__PROBLEM DETAILS__
For every entry below, give it back exactly and leave out any image.

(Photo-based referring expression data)
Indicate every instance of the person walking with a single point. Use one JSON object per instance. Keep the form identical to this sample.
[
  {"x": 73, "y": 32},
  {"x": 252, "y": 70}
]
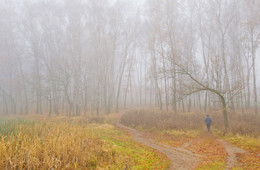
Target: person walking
[{"x": 208, "y": 122}]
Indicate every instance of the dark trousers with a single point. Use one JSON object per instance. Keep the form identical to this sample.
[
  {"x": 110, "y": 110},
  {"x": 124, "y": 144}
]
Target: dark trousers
[{"x": 208, "y": 127}]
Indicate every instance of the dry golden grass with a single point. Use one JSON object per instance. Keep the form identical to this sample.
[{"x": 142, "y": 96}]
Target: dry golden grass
[
  {"x": 62, "y": 143},
  {"x": 243, "y": 124}
]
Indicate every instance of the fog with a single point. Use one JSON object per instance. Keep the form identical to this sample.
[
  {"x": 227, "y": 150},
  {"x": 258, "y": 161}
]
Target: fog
[{"x": 73, "y": 57}]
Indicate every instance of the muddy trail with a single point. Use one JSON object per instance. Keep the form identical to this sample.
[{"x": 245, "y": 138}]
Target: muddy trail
[{"x": 180, "y": 157}]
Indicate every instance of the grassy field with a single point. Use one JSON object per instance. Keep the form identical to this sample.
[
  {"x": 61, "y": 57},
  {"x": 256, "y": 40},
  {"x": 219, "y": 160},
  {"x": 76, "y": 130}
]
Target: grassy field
[
  {"x": 179, "y": 129},
  {"x": 63, "y": 143}
]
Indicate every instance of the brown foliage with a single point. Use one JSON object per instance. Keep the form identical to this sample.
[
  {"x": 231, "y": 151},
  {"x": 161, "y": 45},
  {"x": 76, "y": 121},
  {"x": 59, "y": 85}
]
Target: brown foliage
[{"x": 244, "y": 124}]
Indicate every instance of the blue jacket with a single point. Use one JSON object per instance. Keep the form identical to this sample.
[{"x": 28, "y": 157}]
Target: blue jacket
[{"x": 208, "y": 120}]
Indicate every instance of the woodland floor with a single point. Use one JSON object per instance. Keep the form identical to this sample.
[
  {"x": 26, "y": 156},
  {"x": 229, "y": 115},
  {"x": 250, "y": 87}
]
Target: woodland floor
[{"x": 184, "y": 157}]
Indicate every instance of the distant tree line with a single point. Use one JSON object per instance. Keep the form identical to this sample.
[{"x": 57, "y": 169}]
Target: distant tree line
[{"x": 73, "y": 57}]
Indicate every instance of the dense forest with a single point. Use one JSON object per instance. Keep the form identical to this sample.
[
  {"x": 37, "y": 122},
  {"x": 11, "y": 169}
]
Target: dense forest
[{"x": 72, "y": 57}]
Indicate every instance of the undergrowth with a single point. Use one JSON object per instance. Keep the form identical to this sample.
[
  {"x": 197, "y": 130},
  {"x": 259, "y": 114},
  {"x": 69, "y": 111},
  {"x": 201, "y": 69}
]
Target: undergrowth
[{"x": 62, "y": 143}]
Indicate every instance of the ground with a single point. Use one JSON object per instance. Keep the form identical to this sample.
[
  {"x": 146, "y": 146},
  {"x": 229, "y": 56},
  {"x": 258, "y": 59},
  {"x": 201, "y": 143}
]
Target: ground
[{"x": 105, "y": 143}]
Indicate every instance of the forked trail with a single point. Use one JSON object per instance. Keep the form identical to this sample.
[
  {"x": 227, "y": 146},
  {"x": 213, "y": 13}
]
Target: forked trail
[{"x": 179, "y": 157}]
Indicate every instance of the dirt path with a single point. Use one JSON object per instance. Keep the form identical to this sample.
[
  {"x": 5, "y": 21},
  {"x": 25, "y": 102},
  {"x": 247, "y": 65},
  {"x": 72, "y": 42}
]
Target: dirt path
[
  {"x": 232, "y": 151},
  {"x": 180, "y": 158}
]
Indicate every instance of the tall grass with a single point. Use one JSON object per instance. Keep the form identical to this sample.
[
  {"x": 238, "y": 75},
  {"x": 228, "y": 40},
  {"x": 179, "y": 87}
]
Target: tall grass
[
  {"x": 244, "y": 124},
  {"x": 63, "y": 143}
]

__ANSWER TO THIS TASK__
Indicate every instance of the person walking with a single point. Use one JSON object per instance. Keep the form identical to this sample.
[
  {"x": 73, "y": 32},
  {"x": 252, "y": 70}
]
Target: person walking
[{"x": 208, "y": 122}]
Indicate every instance of the dark trousers with a single point. Use one JSON object per instance. Keep the form identical to this sample.
[
  {"x": 110, "y": 110},
  {"x": 124, "y": 144}
]
Target: dark trousers
[{"x": 208, "y": 127}]
Indicate every instance of the dry golden grass with a single point. Use one JSON object per instance. Keep the form identical to this sample.
[{"x": 142, "y": 96}]
Target: dry golden grass
[
  {"x": 62, "y": 143},
  {"x": 243, "y": 124}
]
Indicate every instance of the fog with a single point. Use one JSON object per instance. Keep the form identical to this sample.
[
  {"x": 227, "y": 150},
  {"x": 258, "y": 161}
]
Target: fog
[{"x": 73, "y": 57}]
Indicate every instance of the muddy trail with a single point. Use one JSON object per instance. Keep the form identical to this sample.
[{"x": 245, "y": 138}]
Target: muddy trail
[{"x": 180, "y": 157}]
Indicate every instance of the grassy field with a single point. Use one JSON object per instance. Keep the form identical to this sample.
[
  {"x": 61, "y": 57},
  {"x": 256, "y": 40},
  {"x": 219, "y": 160},
  {"x": 76, "y": 130}
]
Target: grassy field
[
  {"x": 179, "y": 129},
  {"x": 63, "y": 143}
]
Indicate every instance of the brown foliage with a single point. Use one JSON object per instance. Keep the form identical to this sample.
[
  {"x": 231, "y": 151},
  {"x": 161, "y": 45},
  {"x": 76, "y": 121},
  {"x": 59, "y": 85}
]
Target: brown foliage
[{"x": 244, "y": 124}]
Indicate every instance of the blue jacket with a single point. Use one JSON object per instance. Keep the form identical to this sample.
[{"x": 28, "y": 157}]
Target: blue jacket
[{"x": 208, "y": 120}]
Indicate every instance of the woodland floor with a single point. Use one JSON object per instance. Keep the form identical to this sample.
[
  {"x": 26, "y": 156},
  {"x": 229, "y": 115},
  {"x": 250, "y": 87}
]
Target: woodland floor
[{"x": 184, "y": 157}]
Indicate every instance of the distant tree line with a single point. Use one JSON object per instance. Keep the form identical to this sample.
[{"x": 57, "y": 169}]
Target: distant tree line
[{"x": 73, "y": 57}]
Indicate every instance of the dense forest with a single point. Use one JSON object per instance. Keep the form identical to this sample.
[
  {"x": 37, "y": 122},
  {"x": 11, "y": 169}
]
Target: dense forest
[{"x": 72, "y": 57}]
Indicate every instance of the undergrowth with a single point. Use one JSON object per instance. Keep the form identical to this sample.
[
  {"x": 197, "y": 130},
  {"x": 259, "y": 114},
  {"x": 69, "y": 111},
  {"x": 201, "y": 69}
]
Target: undergrowth
[{"x": 62, "y": 143}]
Indicate every instance of the ground with a single point. Use one JSON object per instance. Keep the form identical to this sample.
[
  {"x": 146, "y": 146},
  {"x": 229, "y": 56},
  {"x": 258, "y": 59},
  {"x": 201, "y": 143}
]
Target: ground
[{"x": 105, "y": 143}]
Indicate every instance of the forked trail with a single point. Use one JSON object per instance. Keep the form identical to this sample.
[
  {"x": 227, "y": 146},
  {"x": 213, "y": 13}
]
Target: forked trail
[{"x": 179, "y": 157}]
Indicate every instance of the dirt path with a single point. Use one JSON object per instance. Keep the form identical to this sample.
[
  {"x": 5, "y": 21},
  {"x": 25, "y": 102},
  {"x": 247, "y": 65},
  {"x": 72, "y": 42}
]
Target: dirt path
[
  {"x": 232, "y": 151},
  {"x": 180, "y": 158}
]
Indicate every instance of the tall grass with a single point. Use one JSON object per instance. Keep the form identical to this sample.
[
  {"x": 238, "y": 75},
  {"x": 228, "y": 40},
  {"x": 179, "y": 87}
]
Target: tall grass
[
  {"x": 244, "y": 124},
  {"x": 63, "y": 143}
]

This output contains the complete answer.